**WHAT TO PRODUCE:**
Would you filter the listing below so that only lines with the word "rabbit" remain?

....

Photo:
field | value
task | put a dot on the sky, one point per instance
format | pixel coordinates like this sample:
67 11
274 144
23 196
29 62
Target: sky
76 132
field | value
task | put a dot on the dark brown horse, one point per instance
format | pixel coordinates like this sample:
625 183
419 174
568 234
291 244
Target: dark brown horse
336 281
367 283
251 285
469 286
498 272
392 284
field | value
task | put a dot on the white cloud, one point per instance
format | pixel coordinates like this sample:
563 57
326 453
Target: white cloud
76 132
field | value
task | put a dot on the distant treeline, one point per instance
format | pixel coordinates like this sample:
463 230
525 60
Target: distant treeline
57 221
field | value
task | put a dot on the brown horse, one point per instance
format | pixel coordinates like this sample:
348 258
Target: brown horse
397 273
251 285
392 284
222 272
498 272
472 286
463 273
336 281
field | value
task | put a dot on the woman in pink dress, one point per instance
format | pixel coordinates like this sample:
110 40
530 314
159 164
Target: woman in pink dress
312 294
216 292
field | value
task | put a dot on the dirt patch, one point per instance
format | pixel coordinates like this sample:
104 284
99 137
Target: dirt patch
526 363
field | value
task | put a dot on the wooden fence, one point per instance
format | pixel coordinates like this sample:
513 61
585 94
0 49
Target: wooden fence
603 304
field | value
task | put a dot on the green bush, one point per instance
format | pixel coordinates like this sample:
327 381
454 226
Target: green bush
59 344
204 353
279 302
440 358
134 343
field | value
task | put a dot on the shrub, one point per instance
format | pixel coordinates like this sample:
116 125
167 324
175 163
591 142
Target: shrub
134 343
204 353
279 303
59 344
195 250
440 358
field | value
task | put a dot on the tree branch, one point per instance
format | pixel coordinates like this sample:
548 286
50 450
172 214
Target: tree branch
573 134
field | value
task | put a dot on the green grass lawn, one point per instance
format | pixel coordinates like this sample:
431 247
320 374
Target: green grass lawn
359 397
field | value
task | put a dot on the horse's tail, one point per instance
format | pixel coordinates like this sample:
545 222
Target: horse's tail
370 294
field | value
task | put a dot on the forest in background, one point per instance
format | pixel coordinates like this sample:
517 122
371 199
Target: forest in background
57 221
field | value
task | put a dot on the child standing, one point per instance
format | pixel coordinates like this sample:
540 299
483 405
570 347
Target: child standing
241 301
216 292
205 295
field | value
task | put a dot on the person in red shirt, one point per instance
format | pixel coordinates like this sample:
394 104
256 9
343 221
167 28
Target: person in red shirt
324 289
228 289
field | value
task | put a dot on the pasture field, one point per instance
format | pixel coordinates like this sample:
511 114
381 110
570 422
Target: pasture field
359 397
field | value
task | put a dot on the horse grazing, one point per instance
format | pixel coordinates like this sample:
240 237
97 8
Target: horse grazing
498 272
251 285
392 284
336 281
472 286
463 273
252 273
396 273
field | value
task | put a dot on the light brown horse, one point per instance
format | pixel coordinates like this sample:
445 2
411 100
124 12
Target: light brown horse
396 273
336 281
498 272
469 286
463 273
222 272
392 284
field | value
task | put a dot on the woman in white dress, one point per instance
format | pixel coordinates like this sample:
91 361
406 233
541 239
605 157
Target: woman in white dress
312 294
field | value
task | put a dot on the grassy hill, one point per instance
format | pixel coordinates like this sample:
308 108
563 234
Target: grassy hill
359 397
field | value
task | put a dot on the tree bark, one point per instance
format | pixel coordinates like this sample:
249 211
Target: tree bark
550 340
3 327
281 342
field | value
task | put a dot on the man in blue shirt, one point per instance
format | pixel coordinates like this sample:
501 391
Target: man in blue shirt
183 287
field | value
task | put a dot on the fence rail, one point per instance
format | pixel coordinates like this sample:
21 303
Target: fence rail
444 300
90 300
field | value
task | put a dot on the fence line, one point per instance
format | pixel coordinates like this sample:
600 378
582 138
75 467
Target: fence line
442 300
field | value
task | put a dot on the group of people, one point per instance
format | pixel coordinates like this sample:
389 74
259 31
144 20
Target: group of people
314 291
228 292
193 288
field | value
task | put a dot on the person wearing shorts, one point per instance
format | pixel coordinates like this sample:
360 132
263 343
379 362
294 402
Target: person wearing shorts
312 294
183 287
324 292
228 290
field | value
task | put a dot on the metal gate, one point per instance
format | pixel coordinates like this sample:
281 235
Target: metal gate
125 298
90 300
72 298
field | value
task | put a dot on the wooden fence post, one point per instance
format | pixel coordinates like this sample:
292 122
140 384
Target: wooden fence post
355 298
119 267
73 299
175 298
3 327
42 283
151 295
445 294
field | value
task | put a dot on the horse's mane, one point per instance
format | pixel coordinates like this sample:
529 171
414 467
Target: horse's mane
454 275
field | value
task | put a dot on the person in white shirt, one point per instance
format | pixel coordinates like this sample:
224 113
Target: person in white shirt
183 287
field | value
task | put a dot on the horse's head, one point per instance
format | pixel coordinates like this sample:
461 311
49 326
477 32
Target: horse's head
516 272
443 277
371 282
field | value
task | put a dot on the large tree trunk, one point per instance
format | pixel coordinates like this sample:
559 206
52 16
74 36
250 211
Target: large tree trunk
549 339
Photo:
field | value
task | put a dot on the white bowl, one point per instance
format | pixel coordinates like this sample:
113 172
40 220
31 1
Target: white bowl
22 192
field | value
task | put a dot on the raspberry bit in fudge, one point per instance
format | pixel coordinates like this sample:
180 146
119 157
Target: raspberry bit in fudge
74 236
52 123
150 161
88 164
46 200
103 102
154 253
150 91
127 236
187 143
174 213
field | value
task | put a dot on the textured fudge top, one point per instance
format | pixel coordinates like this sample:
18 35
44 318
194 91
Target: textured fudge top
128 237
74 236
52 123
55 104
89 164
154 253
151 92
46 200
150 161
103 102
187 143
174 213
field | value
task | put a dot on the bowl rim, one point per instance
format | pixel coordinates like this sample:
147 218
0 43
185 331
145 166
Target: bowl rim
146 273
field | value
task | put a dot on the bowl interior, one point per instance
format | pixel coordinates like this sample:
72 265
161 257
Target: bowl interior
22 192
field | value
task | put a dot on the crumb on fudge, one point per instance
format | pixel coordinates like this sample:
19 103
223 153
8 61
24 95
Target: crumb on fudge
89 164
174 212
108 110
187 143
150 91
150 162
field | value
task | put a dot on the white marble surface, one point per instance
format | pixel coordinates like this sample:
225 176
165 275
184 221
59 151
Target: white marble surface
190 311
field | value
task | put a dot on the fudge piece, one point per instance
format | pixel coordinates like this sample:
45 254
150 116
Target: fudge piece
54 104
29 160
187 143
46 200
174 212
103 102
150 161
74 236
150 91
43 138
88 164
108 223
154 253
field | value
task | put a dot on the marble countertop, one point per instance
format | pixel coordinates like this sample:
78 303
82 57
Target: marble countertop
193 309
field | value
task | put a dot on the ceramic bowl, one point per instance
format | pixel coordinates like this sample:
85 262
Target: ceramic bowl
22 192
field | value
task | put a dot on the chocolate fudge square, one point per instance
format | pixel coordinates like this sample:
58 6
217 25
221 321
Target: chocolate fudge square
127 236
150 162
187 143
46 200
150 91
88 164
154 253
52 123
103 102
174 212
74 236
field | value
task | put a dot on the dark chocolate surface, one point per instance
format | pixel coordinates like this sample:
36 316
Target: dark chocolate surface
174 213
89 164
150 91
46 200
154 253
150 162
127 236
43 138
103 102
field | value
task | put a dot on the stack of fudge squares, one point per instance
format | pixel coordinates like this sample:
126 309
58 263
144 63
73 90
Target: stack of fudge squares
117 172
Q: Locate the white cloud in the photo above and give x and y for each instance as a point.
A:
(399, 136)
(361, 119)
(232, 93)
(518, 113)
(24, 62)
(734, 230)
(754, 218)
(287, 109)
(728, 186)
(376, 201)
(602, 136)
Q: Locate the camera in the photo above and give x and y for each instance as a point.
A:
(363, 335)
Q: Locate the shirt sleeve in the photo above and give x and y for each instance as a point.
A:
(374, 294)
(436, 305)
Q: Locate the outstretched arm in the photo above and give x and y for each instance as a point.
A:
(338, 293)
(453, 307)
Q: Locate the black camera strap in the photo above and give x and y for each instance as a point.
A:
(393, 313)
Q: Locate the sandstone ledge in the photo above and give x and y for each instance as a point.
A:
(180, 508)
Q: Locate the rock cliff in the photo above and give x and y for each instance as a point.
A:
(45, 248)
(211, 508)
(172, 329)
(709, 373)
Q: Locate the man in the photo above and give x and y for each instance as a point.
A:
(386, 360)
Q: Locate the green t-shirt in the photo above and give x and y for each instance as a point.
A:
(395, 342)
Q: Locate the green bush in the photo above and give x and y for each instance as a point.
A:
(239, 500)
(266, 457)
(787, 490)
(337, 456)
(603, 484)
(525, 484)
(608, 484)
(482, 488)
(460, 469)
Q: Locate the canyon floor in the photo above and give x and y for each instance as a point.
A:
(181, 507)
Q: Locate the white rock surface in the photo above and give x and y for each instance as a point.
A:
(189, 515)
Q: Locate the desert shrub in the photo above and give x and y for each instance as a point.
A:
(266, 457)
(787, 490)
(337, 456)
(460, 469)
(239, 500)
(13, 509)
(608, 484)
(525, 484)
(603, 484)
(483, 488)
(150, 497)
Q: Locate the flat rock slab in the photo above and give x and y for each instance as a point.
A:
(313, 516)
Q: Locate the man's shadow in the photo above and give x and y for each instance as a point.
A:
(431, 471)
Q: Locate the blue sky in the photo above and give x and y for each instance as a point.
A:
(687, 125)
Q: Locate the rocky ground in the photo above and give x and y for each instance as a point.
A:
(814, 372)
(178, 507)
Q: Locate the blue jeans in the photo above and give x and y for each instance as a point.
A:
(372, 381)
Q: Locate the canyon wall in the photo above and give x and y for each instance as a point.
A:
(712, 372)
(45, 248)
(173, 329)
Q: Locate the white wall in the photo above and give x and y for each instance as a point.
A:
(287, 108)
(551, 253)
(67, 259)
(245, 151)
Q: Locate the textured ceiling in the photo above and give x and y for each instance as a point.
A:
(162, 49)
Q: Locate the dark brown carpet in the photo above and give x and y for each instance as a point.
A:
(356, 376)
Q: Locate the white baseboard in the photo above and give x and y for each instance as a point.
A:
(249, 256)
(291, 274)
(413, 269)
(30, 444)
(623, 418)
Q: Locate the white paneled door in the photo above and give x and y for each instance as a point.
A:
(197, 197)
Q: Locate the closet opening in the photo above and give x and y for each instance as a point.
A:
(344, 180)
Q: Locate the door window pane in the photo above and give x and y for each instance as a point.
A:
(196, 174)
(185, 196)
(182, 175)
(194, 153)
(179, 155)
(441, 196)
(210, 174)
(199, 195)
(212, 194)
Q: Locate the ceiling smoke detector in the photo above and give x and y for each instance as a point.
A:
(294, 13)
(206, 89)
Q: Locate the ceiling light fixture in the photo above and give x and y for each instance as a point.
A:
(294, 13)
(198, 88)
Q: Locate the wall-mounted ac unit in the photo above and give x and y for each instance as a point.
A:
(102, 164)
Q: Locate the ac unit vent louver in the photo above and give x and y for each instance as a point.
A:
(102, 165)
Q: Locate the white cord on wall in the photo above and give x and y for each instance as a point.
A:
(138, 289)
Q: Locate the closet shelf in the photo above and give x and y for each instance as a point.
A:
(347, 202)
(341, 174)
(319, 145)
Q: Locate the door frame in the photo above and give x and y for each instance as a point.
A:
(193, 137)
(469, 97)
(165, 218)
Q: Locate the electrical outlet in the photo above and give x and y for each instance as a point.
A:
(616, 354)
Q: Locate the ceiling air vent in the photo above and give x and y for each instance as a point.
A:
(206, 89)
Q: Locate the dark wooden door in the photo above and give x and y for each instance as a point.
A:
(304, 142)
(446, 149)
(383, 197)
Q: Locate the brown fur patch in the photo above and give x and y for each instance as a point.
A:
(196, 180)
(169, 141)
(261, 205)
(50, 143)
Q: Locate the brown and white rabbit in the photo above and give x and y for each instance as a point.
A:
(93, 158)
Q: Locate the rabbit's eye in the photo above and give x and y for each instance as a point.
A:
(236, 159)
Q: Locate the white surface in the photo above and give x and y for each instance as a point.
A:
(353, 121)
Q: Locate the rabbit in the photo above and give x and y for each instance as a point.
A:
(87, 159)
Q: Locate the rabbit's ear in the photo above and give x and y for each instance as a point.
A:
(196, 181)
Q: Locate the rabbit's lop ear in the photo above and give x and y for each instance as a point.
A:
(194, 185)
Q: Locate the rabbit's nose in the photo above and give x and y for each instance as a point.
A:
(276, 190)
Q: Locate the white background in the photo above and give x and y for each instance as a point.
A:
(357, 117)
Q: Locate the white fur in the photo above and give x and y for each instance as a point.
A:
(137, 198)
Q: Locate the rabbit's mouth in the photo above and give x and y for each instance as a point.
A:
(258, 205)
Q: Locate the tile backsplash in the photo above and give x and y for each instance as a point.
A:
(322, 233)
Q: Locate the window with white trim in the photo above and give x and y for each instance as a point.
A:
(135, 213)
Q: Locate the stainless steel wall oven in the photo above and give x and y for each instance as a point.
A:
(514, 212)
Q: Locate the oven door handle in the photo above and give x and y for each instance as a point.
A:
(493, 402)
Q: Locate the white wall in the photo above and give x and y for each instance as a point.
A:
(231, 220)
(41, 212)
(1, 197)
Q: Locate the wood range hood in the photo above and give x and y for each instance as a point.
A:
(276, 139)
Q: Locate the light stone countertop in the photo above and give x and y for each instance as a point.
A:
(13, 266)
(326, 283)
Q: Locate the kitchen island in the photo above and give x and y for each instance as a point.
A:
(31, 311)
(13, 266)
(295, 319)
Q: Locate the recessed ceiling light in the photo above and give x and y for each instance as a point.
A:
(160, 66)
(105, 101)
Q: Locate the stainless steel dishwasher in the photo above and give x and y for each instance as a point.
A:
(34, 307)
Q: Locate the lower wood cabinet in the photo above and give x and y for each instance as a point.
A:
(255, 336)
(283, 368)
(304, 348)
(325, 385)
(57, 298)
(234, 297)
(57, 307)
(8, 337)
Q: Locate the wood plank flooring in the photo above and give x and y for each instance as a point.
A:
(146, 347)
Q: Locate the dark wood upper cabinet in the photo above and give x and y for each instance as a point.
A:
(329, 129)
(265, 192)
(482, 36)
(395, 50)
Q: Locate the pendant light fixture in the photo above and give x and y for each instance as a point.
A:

....

**RESULT OF THE TASK:**
Q: Locate the brown and white rabbit in the photo above and give x and y for each instance as a point.
Q: Locate the rabbit's eye in the photo above and give x and y for each instance as a point.
Q: Locate the rabbit in the photo above and give x and y for each instance as a point.
Q: Locate the rabbit's ear in the photo above and give x and y for each instance as a point.
Q: Locate the rabbit's lop ear in the photo above and give x and y for each instance as a point.
Q: Locate the rabbit's nose in the photo above and give x and y for each instance as a point.
Q: Locate the rabbit's mouth in the photo above and give x and y for each instance as a point.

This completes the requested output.